Photo object pointing records:
--------
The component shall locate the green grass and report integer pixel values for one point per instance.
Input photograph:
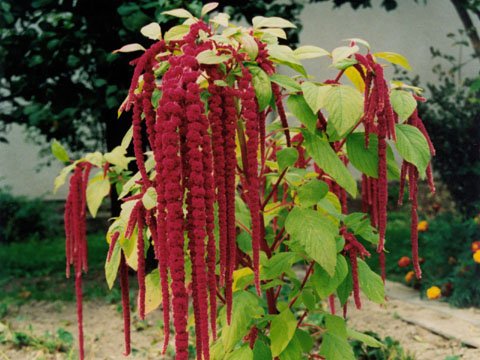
(35, 270)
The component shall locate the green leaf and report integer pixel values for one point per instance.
(370, 283)
(315, 234)
(325, 284)
(286, 157)
(326, 158)
(366, 339)
(149, 199)
(180, 13)
(286, 82)
(394, 58)
(345, 107)
(244, 353)
(210, 57)
(59, 152)
(152, 31)
(153, 293)
(343, 52)
(176, 32)
(282, 329)
(412, 146)
(261, 351)
(403, 103)
(300, 109)
(335, 347)
(246, 307)
(312, 192)
(208, 7)
(274, 22)
(262, 86)
(111, 267)
(98, 187)
(315, 95)
(309, 52)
--------
To do:
Your copy should hold every record word for word and none of the pictures.

Answer to this task:
The component shall locate the green grass and report integer pixel values for one point per instance.
Input photograph:
(35, 270)
The component shall locate the green leaf and report integer pixel values for one point per instance.
(370, 283)
(315, 234)
(325, 284)
(286, 157)
(326, 158)
(366, 339)
(149, 199)
(180, 13)
(286, 82)
(394, 58)
(345, 107)
(244, 353)
(210, 57)
(59, 152)
(152, 31)
(153, 293)
(343, 52)
(176, 32)
(282, 329)
(412, 146)
(261, 351)
(403, 103)
(300, 109)
(335, 347)
(246, 307)
(312, 192)
(208, 7)
(274, 22)
(262, 86)
(111, 267)
(98, 187)
(315, 95)
(309, 52)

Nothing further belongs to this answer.